═════ Given information ═════

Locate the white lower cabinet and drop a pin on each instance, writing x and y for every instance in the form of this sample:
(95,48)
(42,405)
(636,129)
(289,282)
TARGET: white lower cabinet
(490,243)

═════

#### Short task
Rewrite the material above, substituting "gray upper cabinet" for every occurrence of "white lower cabinet" and leaving everything else unchanged.

#### Answer to this task
Locate the gray upper cabinet and drop a pin on each instance, writing x and y for every instance in the form of this sample:
(95,48)
(42,405)
(636,129)
(289,282)
TARGET: gray upper cabinet
(490,243)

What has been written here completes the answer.